> _WHAT TO PRODUCE_:
Present the lines of the material below as a numbered list, from the line containing "find the bush" up to and including the line containing "433 0 626 149", leaving out any blank lines.

> _ENTRIES SUPPLIED_:
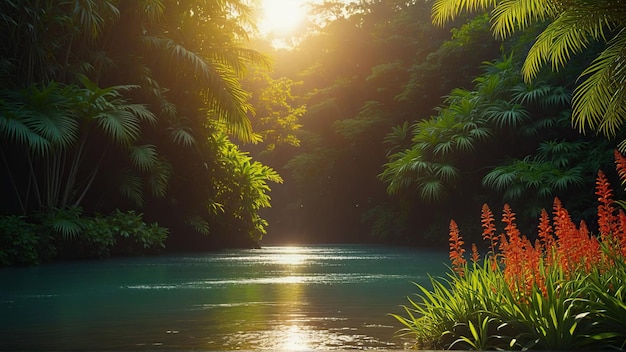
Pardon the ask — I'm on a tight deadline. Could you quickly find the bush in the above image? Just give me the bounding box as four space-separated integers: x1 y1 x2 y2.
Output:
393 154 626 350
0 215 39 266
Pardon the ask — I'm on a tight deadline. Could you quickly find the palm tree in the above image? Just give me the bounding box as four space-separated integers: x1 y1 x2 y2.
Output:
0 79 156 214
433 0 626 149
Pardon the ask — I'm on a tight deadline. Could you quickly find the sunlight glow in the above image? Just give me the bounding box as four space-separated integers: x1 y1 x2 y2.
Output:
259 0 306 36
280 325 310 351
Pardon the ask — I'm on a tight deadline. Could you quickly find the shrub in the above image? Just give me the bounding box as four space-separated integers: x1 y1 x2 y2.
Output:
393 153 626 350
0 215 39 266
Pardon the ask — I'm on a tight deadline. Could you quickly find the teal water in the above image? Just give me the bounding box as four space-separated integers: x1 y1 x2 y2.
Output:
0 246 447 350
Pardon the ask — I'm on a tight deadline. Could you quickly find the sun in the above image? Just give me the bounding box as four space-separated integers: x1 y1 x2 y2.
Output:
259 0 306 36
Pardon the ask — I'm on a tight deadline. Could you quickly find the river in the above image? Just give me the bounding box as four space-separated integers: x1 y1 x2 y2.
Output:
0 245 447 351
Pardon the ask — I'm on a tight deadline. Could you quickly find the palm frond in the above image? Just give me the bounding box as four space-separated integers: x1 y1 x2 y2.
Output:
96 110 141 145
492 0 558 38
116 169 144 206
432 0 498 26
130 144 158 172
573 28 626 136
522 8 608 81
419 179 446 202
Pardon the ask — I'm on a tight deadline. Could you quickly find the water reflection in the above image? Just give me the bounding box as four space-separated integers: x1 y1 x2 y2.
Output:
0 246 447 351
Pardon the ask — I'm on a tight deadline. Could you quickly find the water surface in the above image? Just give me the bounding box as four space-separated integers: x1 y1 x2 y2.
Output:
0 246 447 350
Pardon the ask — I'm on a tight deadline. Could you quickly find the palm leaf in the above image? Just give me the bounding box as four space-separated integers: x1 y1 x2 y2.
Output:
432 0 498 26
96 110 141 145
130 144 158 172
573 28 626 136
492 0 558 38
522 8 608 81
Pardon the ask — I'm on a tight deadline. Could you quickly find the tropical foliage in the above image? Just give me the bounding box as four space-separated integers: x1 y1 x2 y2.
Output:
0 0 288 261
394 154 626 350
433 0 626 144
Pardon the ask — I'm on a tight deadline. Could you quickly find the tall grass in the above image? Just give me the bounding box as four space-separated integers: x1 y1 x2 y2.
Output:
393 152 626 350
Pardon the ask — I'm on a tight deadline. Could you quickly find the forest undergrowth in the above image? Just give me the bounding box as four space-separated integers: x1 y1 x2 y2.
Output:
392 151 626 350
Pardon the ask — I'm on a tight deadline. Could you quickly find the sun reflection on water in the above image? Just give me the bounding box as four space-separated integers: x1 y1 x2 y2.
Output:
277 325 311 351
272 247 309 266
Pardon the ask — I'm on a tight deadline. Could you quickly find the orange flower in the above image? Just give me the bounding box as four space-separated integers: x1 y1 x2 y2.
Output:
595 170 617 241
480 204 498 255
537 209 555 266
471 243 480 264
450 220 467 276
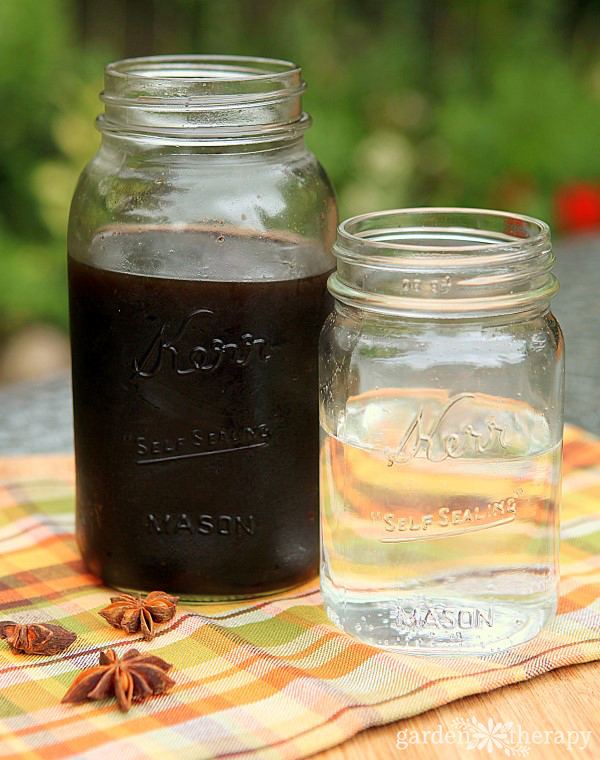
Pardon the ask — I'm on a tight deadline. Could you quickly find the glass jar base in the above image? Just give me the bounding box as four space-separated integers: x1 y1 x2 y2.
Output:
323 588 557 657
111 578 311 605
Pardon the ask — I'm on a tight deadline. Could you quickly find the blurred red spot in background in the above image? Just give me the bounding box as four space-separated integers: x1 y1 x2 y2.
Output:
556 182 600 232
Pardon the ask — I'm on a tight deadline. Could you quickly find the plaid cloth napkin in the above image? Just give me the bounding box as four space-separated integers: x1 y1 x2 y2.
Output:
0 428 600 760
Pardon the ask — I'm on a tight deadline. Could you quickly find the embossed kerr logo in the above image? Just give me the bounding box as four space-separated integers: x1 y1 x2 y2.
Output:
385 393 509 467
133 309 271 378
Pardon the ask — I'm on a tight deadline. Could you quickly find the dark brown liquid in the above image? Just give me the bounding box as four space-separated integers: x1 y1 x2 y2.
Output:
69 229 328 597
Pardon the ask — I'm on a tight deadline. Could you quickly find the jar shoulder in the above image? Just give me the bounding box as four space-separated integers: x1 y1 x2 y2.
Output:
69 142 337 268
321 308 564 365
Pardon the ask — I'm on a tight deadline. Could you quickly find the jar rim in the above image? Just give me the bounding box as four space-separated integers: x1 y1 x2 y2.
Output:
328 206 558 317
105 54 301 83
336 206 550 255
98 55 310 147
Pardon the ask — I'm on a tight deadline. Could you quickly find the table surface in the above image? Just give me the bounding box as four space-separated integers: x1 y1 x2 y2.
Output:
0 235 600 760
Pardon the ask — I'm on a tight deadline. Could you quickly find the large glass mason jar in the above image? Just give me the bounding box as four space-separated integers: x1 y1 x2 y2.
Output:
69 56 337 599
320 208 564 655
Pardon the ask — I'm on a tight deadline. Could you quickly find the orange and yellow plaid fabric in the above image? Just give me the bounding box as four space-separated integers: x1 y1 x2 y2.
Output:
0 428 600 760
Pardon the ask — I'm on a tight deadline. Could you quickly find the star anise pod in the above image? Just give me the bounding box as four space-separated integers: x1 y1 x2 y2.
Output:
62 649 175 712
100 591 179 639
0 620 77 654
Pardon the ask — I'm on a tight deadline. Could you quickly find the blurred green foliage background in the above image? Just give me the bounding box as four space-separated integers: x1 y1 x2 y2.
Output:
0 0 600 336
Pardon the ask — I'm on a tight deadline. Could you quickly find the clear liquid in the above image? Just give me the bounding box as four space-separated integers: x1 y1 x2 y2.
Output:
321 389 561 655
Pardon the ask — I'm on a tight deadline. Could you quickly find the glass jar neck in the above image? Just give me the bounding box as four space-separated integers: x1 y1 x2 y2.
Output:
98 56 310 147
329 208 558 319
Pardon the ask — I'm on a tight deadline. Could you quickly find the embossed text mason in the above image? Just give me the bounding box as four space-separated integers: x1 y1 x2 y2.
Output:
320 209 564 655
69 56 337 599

...

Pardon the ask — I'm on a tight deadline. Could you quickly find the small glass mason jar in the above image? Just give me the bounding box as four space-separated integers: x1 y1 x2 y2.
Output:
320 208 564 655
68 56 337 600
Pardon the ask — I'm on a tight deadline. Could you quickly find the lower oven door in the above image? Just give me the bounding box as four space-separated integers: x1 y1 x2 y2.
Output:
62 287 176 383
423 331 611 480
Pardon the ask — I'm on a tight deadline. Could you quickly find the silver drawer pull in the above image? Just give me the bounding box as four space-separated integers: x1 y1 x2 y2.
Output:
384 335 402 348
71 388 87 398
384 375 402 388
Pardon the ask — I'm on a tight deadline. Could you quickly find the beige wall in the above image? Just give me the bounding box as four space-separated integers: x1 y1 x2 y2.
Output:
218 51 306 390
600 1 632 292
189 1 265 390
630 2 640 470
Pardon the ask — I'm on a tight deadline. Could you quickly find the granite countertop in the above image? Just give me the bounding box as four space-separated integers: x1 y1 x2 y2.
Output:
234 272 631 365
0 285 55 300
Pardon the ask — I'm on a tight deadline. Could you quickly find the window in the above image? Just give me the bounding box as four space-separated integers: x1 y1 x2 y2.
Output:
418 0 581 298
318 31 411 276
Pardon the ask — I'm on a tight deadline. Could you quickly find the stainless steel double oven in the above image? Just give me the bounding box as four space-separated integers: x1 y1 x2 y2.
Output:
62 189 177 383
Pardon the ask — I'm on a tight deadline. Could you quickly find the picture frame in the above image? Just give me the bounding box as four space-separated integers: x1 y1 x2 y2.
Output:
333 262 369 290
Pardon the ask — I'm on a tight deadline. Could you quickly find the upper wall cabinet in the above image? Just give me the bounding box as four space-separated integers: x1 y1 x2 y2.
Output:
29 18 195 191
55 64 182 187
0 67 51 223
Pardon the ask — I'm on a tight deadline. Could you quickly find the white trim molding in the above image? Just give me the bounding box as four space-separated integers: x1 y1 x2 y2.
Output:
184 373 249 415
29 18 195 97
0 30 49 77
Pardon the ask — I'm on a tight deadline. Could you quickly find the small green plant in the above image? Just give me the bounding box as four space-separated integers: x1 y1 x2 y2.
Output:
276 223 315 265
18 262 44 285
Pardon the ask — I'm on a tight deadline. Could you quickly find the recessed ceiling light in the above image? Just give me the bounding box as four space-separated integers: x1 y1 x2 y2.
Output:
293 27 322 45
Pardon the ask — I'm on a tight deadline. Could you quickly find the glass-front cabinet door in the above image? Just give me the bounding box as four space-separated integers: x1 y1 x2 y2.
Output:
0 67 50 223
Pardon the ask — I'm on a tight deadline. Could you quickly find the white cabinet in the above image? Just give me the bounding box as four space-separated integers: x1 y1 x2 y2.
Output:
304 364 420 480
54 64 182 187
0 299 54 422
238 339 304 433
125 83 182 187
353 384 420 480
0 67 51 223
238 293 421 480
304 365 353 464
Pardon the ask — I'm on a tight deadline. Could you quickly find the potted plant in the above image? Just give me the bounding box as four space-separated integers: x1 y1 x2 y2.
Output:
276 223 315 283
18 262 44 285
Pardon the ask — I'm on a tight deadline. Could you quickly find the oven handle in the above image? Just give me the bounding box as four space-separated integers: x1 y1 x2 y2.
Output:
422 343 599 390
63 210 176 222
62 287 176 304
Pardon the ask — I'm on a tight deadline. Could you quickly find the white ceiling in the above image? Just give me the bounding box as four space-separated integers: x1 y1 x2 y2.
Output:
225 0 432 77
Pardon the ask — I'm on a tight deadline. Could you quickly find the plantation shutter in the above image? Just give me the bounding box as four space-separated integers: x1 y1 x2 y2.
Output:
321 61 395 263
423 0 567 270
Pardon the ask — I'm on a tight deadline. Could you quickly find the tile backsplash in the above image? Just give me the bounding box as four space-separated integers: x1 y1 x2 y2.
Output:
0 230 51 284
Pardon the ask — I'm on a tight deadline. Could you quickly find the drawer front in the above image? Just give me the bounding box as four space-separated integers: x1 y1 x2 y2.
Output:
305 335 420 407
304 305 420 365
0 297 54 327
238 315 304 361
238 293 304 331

> _EXPECTED ANSWER_:
1. Pardon the ask — I'm on a tight deadline. Could you quickly find the bush in the above image? Just give me the bounding box as four space-separated integers: x1 y1 x2 y2.
2. Output:
3. 393 154 626 350
4. 0 215 39 266
5. Pardon the ask — I'm on a tight deadline. Could you quickly find the palm tree in the above image? Just give me the bounding box as four space-separated integers: x1 y1 x2 y2.
6. Output:
7. 0 79 156 214
8. 433 0 626 149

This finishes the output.